Render all of the data below as a numbered list, omitting any blank lines.

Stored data
---*---

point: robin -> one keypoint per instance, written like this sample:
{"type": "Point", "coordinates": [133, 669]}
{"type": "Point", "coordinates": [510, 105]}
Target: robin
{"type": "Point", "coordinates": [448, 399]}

---*---

OUTPUT BELOW ::
1. point: robin -> one keypoint per instance, written like this sample:
2. {"type": "Point", "coordinates": [133, 669]}
3. {"type": "Point", "coordinates": [510, 105]}
4. Target: robin
5. {"type": "Point", "coordinates": [448, 399]}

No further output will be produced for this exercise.